<<<<

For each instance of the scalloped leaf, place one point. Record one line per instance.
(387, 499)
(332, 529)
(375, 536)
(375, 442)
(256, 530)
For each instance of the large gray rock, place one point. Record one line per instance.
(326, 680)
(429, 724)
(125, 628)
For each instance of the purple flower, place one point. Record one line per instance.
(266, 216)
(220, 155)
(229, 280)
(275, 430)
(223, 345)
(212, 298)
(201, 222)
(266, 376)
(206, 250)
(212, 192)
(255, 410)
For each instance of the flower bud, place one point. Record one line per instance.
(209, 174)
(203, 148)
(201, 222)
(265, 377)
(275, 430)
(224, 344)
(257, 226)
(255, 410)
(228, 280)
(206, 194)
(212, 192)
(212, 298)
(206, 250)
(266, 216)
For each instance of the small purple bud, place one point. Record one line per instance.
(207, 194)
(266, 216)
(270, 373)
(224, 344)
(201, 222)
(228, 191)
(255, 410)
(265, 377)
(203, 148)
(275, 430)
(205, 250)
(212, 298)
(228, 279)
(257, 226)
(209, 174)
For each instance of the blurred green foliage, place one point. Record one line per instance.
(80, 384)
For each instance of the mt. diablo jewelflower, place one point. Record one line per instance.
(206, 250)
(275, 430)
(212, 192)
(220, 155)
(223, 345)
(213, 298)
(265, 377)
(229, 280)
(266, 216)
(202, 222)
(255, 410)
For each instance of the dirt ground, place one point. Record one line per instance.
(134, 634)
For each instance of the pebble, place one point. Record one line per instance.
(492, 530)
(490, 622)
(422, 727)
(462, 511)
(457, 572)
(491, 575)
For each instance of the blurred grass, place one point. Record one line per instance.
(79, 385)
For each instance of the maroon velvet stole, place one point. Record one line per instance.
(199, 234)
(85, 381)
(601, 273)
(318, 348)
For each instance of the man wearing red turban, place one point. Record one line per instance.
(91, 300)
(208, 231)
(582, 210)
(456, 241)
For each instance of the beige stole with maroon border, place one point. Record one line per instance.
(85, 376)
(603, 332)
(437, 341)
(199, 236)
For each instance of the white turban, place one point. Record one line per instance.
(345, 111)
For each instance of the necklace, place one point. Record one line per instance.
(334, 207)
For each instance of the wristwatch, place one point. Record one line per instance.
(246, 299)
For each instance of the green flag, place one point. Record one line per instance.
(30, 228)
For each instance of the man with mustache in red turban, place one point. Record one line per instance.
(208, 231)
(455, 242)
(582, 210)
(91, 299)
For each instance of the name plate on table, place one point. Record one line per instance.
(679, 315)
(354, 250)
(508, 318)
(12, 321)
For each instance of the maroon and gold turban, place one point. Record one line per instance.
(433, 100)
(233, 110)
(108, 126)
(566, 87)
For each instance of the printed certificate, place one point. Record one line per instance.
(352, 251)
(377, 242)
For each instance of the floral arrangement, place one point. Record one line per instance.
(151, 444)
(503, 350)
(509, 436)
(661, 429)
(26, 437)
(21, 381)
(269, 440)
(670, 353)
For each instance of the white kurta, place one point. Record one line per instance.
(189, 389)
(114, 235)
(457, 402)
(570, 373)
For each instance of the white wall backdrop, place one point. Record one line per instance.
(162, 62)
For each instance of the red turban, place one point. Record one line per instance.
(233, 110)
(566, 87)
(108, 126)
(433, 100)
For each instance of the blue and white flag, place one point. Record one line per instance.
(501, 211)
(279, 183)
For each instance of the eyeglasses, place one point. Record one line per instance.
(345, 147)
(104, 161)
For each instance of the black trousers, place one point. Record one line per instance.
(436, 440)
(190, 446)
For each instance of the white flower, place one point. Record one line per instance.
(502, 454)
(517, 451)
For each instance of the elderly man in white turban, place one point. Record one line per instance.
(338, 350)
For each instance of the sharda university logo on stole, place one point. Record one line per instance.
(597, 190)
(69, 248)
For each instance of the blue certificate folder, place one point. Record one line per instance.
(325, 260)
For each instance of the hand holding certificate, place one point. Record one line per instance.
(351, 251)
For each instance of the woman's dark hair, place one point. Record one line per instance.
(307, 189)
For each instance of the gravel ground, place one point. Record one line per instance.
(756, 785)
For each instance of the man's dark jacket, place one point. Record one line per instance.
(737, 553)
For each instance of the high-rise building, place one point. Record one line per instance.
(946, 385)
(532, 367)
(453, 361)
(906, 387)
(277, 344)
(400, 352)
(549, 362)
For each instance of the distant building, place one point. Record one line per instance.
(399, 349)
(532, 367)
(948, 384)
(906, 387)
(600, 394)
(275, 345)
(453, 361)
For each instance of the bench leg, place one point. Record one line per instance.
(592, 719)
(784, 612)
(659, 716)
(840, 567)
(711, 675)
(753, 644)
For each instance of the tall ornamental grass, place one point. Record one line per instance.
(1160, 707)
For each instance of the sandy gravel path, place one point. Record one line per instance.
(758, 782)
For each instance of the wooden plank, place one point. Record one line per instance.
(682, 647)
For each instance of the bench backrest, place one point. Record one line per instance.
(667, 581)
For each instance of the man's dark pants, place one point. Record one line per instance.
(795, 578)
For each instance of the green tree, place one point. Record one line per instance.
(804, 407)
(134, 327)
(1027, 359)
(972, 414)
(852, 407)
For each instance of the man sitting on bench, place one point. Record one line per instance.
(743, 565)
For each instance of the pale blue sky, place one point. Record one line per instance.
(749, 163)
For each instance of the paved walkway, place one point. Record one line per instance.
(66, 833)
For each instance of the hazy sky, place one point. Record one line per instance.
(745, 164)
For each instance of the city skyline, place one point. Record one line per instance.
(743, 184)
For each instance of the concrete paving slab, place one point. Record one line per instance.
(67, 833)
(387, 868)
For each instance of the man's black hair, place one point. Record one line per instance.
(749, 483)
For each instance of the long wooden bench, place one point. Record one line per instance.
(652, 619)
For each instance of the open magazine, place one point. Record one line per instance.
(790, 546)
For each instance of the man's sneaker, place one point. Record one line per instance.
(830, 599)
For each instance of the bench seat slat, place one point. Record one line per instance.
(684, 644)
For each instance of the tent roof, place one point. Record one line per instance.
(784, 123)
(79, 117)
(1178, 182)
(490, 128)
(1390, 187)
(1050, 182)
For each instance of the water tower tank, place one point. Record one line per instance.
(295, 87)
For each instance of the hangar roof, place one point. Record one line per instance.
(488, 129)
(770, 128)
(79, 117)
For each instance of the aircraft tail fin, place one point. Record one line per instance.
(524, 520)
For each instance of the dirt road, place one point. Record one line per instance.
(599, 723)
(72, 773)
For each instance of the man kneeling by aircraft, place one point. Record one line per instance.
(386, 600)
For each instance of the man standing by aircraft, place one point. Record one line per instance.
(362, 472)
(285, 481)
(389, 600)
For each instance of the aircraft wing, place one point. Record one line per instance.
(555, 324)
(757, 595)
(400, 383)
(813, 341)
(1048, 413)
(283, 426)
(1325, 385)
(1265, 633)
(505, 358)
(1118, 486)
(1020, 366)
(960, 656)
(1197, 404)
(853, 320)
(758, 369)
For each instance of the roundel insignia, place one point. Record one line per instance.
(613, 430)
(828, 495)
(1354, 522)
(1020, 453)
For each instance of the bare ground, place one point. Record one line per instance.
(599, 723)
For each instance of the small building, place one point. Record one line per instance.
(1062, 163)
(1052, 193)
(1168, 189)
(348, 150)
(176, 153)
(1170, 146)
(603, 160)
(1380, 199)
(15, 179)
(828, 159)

>>>>

Copy all the lines, exactly.

## Reply:
For each instance of the scalloped leaf, place one point. Record one line per instance.
(387, 499)
(332, 529)
(375, 536)
(375, 442)
(256, 530)
For each instance of the large gray rock, place one point. Record one line per instance.
(326, 680)
(429, 724)
(125, 628)
For each instance of the purple flower, place one point. Record one line per instance.
(266, 216)
(220, 155)
(229, 280)
(275, 430)
(223, 345)
(212, 298)
(201, 222)
(266, 376)
(206, 250)
(212, 192)
(255, 410)
For each instance of the flower bud, place one point. Record one line per instance.
(209, 174)
(203, 148)
(201, 222)
(265, 377)
(275, 430)
(224, 344)
(257, 226)
(255, 410)
(228, 280)
(206, 194)
(212, 192)
(212, 298)
(206, 250)
(266, 216)
For each instance of the small purple bud, place one point. Record one line per instance.
(207, 194)
(266, 216)
(270, 373)
(224, 344)
(201, 222)
(228, 191)
(255, 410)
(265, 377)
(203, 148)
(275, 430)
(205, 250)
(212, 298)
(228, 279)
(257, 226)
(209, 174)
For each instance of the blurred green foliage, place one point. Record one line per instance.
(80, 384)
For each instance of the mt. diablo jewelflower, place one point. Record one line per instance.
(206, 250)
(275, 430)
(212, 192)
(220, 155)
(223, 345)
(213, 298)
(265, 377)
(229, 280)
(266, 216)
(202, 222)
(255, 410)
For each instance of the dirt ground, place one point. Record one line per instance.
(134, 634)
For each instance of the pebble, place one point. Record one line per instance.
(492, 530)
(490, 622)
(422, 727)
(462, 511)
(457, 572)
(491, 575)
For each instance of the blurred grass, place one point. Record one line per instance.
(79, 385)
For each instance of the maroon velvet stole, place one point. Record one line per instance.
(199, 234)
(85, 381)
(601, 273)
(318, 348)
For each instance of the man wearing red turban, place one point. Record one line per instance.
(91, 300)
(208, 231)
(582, 210)
(456, 241)
For each instance of the beige stole with maroon border, place one point. Record one line per instance.
(85, 376)
(603, 332)
(437, 341)
(199, 236)
For each instance of the white turban, place one point. Record one line per instance.
(345, 111)
For each instance of the necklace, place one point. Record one line per instance.
(334, 207)
For each instance of the wristwatch, place one point. Record one line per instance.
(246, 299)
For each instance of the green flag, place one point. Record one line per instance.
(30, 228)
For each instance of the man with mustache in red turban, place one point. Record one line per instance.
(208, 231)
(455, 242)
(582, 210)
(91, 299)
For each instance of the name plate on table, place one point. Record one line per instance.
(679, 315)
(354, 250)
(508, 318)
(12, 321)
For each instance of the maroon and gold turban, place one point. Record one line per instance.
(433, 100)
(233, 110)
(108, 126)
(566, 87)
For each instance of the printed certificate, place one point. Record one line per instance.
(352, 251)
(377, 242)
For each instance of the floral arrangement, place one point. Record one line per instance.
(151, 444)
(503, 350)
(509, 436)
(661, 429)
(26, 437)
(21, 381)
(269, 440)
(670, 353)
For each instance of the white kurta, place one point. Record one line per instance.
(189, 389)
(114, 235)
(457, 402)
(570, 373)
For each instance of the white wall backdrop, place one point. Record one line per instance.
(162, 62)
For each instance of the red turban, place one point. Record one line per instance.
(233, 110)
(566, 87)
(108, 126)
(433, 100)
For each instance of the blue and white flag, place one point. Record one line per instance.
(501, 211)
(279, 183)
For each instance of the eyeglasses, place one point. Record one line per instance.
(345, 147)
(104, 161)
For each instance of the black trousers, place one point. Record one line per instance.
(436, 440)
(190, 446)
For each instance of the white flower, place one point. Record one line per instance.
(502, 454)
(517, 451)
For each instance of the elderly man in white turban, place one point. Record one line per instance.
(338, 350)
For each instance of the sharda university logo on stole, place one point. Record one line per instance.
(597, 190)
(69, 248)
For each instance of the blue certificate folder, place one point. Record one line per instance.
(325, 260)
For each instance of the hand holding certificate, place one point. Record one line per instance.
(351, 251)
For each instance of the woman's dark hair, place one point. Record one line per instance.
(307, 189)
For each instance of the gravel ground, place one point. Record one line per instance.
(756, 785)
For each instance of the man's dark jacket, place one point. Record one line per instance.
(737, 553)
For each instance of the high-rise building, place one point. Record one line per instance.
(946, 385)
(532, 367)
(453, 361)
(906, 387)
(277, 344)
(400, 352)
(549, 362)
For each instance of the distant building, place one point. Record one line per instance.
(399, 349)
(532, 367)
(948, 384)
(906, 387)
(600, 394)
(275, 345)
(453, 361)
For each instance of the bench leg, place one point. Record one line per instance.
(592, 719)
(784, 612)
(659, 716)
(840, 567)
(711, 675)
(753, 644)
For each instance of the tall ornamental grass, place one point. Record one line per instance.
(1160, 707)
For each instance of the sandy gravel path, place one point. Record one line per instance.
(758, 782)
For each instance of the wooden plank, place one point. Record one line per instance.
(682, 647)
For each instance of the bench backrest, place one point. Record one line per instance.
(667, 581)
For each instance of the man's dark pants, place one point. Record one line per instance.
(795, 578)
For each instance of the green tree, place one point. Record one line per instance.
(804, 407)
(134, 327)
(1027, 359)
(972, 414)
(852, 407)
For each instance of the man sitting on bench, place one point. Record one line per instance.
(743, 565)
For each instance of the pale blue sky, place one point. Record one line per instance.
(749, 163)
For each instance of the paved walkway, place one point. Record one line per instance.
(66, 833)
For each instance of the hazy sky, place one point. Record one line per instance.
(745, 164)
For each instance of the city skyline, place one point. Record one line per instance.
(743, 184)
For each instance of the concrete paving slab, place one point. Record one line per instance.
(67, 833)
(387, 868)
For each instance of the man's black hair, place one point. Record one line per instance.
(749, 483)
For each instance of the long wooden bench, place one point. Record one line per instance.
(652, 619)
For each instance of the open magazine, place one point. Record one line per instance.
(790, 546)
For each instance of the man's sneaker, place one point. Record one line per instance.
(830, 599)
For each instance of the bench seat slat, place one point. Record one line per instance.
(684, 644)
For each instance of the tent roof, place one point. Record one line per instance.
(784, 123)
(79, 117)
(1178, 182)
(490, 128)
(1390, 187)
(1050, 182)
For each instance of the water tower tank, place one point. Record one line per instance.
(295, 87)
For each instance of the hangar roof, place one point. Record one line per instance.
(488, 129)
(770, 128)
(79, 117)
For each instance of the aircraft tail fin, place one point. Record one line per instance.
(524, 520)
For each instance of the dirt road, place one point. Record one line per instance.
(599, 723)
(72, 773)
For each instance of the man kneeling by aircraft, place one point. Record one line per instance.
(386, 600)
For each instance of the man standing by aircraft, place one point. Record one line per instance.
(362, 472)
(285, 481)
(389, 600)
For each instance of the aircraft wing, place one point. Record one line per instance.
(555, 324)
(757, 595)
(400, 383)
(813, 341)
(1048, 413)
(283, 426)
(1325, 385)
(1265, 633)
(505, 358)
(1118, 486)
(1020, 366)
(960, 656)
(1197, 404)
(853, 320)
(758, 369)
For each instance of the roundel insignia, place one point. Record one line per instance.
(613, 430)
(828, 495)
(1354, 522)
(1020, 453)
For each instance of the bare ground, place one point. Record one line per instance.
(599, 723)
For each instance of the small building, place one point. Record one line per instance.
(1062, 163)
(1052, 193)
(1168, 189)
(348, 150)
(176, 153)
(1170, 146)
(603, 160)
(1380, 199)
(15, 179)
(828, 159)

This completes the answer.